Among the lines below, tally those holding the string "then" and give the total only.
--
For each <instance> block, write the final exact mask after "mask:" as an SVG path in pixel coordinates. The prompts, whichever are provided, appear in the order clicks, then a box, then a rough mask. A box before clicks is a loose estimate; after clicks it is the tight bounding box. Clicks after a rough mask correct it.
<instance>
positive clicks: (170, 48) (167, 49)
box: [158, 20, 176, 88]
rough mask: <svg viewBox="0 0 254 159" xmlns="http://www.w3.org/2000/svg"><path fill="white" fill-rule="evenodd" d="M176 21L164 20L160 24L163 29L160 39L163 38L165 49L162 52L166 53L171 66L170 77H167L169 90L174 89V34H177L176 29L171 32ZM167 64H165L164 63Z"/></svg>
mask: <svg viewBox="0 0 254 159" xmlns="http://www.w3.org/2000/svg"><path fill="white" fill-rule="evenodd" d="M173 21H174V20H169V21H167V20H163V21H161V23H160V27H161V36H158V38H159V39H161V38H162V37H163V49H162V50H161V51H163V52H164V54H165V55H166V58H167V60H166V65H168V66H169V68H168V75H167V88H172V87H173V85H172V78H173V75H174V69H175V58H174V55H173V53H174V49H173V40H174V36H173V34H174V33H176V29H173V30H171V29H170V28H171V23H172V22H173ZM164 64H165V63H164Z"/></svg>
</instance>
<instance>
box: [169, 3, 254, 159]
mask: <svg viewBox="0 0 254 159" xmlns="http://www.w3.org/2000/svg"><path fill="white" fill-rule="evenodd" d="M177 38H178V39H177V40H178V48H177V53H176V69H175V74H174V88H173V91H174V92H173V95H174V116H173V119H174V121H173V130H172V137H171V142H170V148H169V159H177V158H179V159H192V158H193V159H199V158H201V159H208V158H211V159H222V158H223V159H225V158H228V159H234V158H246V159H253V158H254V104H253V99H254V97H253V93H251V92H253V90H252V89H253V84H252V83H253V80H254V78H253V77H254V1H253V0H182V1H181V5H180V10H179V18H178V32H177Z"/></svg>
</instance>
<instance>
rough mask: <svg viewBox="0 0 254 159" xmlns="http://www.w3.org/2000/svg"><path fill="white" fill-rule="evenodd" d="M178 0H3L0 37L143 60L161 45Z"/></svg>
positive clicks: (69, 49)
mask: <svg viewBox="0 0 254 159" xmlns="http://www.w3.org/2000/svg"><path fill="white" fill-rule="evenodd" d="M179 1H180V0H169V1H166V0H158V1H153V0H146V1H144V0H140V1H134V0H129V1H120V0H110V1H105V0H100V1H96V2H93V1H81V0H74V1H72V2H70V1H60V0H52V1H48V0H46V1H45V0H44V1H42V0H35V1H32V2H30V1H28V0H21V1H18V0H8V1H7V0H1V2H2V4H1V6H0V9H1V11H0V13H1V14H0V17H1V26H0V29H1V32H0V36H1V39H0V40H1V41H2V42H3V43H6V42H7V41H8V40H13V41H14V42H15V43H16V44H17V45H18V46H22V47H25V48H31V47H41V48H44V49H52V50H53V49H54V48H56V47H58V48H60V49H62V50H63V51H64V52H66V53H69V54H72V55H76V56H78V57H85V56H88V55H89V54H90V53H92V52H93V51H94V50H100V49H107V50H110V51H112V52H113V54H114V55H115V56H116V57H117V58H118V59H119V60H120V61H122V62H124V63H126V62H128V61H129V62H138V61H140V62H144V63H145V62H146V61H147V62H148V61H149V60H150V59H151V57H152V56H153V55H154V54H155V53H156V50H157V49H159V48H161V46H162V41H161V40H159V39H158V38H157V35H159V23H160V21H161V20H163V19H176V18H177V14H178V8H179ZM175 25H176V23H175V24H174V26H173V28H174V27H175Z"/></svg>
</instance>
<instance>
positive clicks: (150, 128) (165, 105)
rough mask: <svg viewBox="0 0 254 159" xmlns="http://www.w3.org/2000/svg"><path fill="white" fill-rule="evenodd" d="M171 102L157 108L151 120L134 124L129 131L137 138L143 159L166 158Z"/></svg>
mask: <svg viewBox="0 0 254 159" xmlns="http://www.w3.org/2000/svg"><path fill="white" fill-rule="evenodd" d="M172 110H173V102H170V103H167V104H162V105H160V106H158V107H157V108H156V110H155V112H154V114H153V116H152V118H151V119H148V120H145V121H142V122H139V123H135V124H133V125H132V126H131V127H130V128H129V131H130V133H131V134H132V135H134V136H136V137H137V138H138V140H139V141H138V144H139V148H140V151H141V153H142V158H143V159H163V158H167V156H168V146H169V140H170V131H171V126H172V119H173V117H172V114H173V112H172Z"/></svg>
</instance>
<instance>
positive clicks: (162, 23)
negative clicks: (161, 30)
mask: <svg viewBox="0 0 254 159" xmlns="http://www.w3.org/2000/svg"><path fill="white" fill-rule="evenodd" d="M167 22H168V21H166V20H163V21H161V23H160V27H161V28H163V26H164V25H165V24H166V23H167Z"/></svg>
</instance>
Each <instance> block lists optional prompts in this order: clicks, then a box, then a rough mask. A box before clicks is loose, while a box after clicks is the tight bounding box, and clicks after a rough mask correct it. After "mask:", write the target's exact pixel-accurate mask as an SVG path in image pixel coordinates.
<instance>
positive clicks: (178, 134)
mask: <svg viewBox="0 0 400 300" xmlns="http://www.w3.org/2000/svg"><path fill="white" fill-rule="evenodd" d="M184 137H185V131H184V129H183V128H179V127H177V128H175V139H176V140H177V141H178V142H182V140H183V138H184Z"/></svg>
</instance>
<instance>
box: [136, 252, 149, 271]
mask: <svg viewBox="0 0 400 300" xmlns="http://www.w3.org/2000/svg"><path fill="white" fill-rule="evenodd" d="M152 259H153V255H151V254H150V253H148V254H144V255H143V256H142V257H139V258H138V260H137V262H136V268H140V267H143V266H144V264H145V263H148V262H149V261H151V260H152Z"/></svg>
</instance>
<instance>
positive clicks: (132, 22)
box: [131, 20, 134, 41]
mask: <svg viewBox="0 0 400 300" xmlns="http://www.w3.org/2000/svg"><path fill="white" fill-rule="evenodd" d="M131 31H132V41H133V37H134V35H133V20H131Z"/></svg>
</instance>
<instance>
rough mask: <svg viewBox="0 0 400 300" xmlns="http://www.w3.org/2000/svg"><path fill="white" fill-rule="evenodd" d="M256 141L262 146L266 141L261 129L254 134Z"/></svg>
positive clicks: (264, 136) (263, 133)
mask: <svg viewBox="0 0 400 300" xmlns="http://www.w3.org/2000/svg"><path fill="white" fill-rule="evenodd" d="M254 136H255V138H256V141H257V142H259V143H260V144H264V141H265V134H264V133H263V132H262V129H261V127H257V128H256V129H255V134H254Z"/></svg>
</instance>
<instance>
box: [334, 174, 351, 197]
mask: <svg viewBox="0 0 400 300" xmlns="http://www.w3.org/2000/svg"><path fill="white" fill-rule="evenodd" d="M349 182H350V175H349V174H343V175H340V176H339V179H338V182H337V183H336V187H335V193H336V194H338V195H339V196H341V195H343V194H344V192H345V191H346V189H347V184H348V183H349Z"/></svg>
--
▸ EXERCISE RESPONSE:
2